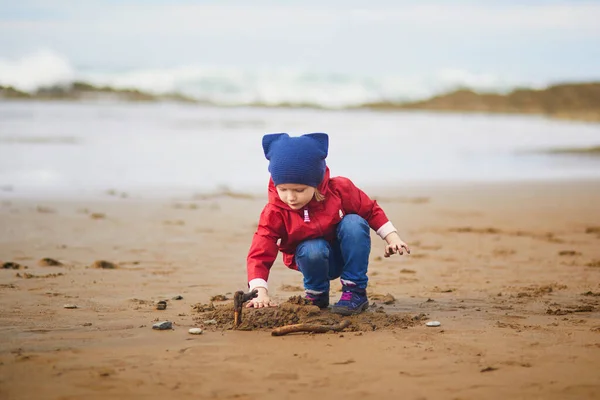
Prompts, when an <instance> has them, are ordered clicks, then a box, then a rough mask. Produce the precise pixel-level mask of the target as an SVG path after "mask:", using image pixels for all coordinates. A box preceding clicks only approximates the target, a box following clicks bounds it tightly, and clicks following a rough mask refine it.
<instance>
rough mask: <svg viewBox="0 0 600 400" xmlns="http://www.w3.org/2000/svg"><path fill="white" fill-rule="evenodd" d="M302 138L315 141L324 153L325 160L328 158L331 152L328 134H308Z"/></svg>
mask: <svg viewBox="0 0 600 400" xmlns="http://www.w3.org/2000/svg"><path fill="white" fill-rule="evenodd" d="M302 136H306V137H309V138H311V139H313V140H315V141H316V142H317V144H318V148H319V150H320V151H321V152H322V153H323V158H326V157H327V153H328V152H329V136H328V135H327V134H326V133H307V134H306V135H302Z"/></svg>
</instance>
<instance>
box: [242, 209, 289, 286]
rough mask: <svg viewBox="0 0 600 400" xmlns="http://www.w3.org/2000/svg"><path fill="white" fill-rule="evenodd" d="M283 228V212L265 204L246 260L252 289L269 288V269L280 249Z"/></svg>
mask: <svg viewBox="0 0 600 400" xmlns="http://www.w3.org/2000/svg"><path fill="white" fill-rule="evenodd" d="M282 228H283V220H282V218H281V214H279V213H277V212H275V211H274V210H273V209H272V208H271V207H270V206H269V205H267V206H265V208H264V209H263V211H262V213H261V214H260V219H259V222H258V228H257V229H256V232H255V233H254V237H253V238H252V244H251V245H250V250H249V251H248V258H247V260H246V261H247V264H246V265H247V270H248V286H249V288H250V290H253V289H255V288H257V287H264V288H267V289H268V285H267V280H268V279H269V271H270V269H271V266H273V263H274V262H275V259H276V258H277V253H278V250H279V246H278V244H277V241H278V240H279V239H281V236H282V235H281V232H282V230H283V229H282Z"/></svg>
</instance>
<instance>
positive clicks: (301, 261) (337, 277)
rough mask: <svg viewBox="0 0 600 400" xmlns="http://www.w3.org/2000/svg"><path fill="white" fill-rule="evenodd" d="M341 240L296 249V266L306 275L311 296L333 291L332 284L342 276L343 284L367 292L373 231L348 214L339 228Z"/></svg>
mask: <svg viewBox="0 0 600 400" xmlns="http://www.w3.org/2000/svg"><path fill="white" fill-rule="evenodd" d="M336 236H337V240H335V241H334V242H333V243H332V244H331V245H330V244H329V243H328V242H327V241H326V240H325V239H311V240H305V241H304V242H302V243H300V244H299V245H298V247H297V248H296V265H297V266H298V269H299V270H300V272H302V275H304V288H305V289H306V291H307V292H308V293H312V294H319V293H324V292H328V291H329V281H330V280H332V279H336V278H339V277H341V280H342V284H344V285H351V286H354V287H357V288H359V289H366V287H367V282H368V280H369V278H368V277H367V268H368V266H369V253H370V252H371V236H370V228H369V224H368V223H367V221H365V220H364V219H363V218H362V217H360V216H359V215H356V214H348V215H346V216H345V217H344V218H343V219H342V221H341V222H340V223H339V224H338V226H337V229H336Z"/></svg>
++++++++
Reproduce every line of the records above word for word, omitting the pictures.

** ANSWER SECTION **
Prompts, when an <instance> has them, are ordered clicks, then a box, then a rough mask. Produce the precise pixel-level mask of the target as an SVG path after "mask:", using image pixels for all coordinates. A box preceding clicks only approximates the target, a box following clicks bounds it tightly, and clicks following a rough mask refine it.
<instance>
rough mask: <svg viewBox="0 0 600 400" xmlns="http://www.w3.org/2000/svg"><path fill="white" fill-rule="evenodd" d="M302 138L315 141L324 153L325 160L328 158L331 152L328 134H308Z"/></svg>
mask: <svg viewBox="0 0 600 400" xmlns="http://www.w3.org/2000/svg"><path fill="white" fill-rule="evenodd" d="M302 136H306V137H309V138H311V139H313V140H315V141H316V142H317V144H318V148H319V150H320V151H321V152H322V153H323V158H326V157H327V153H328V152H329V136H328V135H327V134H326V133H307V134H306V135H302Z"/></svg>
</instance>
<instance>
box: [242, 209, 289, 286]
rough mask: <svg viewBox="0 0 600 400" xmlns="http://www.w3.org/2000/svg"><path fill="white" fill-rule="evenodd" d="M283 228V212L265 204L246 260L252 289L269 288V269L280 249Z"/></svg>
mask: <svg viewBox="0 0 600 400" xmlns="http://www.w3.org/2000/svg"><path fill="white" fill-rule="evenodd" d="M282 228H283V220H282V218H281V214H279V213H277V212H275V211H274V210H273V209H272V208H271V207H270V206H269V205H267V206H265V208H264V209H263V211H262V213H261V214H260V219H259V222H258V228H257V229H256V232H255V233H254V237H253V238H252V244H251V245H250V250H249V251H248V258H247V260H246V261H247V264H246V265H247V270H248V286H249V288H250V290H253V289H255V288H257V287H264V288H267V289H268V285H267V280H268V279H269V271H270V269H271V266H273V263H274V262H275V259H276V258H277V253H278V250H279V246H278V244H277V241H278V240H279V239H281V236H282V235H281V232H282V230H283V229H282Z"/></svg>
</instance>
<instance>
positive clicks: (301, 261) (337, 277)
rough mask: <svg viewBox="0 0 600 400" xmlns="http://www.w3.org/2000/svg"><path fill="white" fill-rule="evenodd" d="M341 240L296 249V266L306 275L311 296L333 291L332 284L342 276L343 284L367 292L373 231L348 214L339 228Z"/></svg>
mask: <svg viewBox="0 0 600 400" xmlns="http://www.w3.org/2000/svg"><path fill="white" fill-rule="evenodd" d="M336 236H337V240H335V241H334V242H333V243H332V244H331V245H330V244H329V243H328V242H327V241H326V240H325V239H311V240H305V241H304V242H302V243H300V244H299V245H298V247H297V248H296V265H297V266H298V269H299V270H300V272H302V275H304V288H305V289H306V291H307V292H308V293H312V294H319V293H324V292H328V291H329V281H330V280H332V279H336V278H339V277H341V280H342V284H344V285H351V286H354V287H357V288H359V289H366V287H367V282H368V280H369V278H368V277H367V268H368V266H369V253H370V252H371V236H370V228H369V224H368V223H367V221H365V220H364V219H363V218H362V217H360V216H359V215H356V214H348V215H346V216H345V217H344V218H343V219H342V221H341V222H340V223H339V224H338V226H337V229H336Z"/></svg>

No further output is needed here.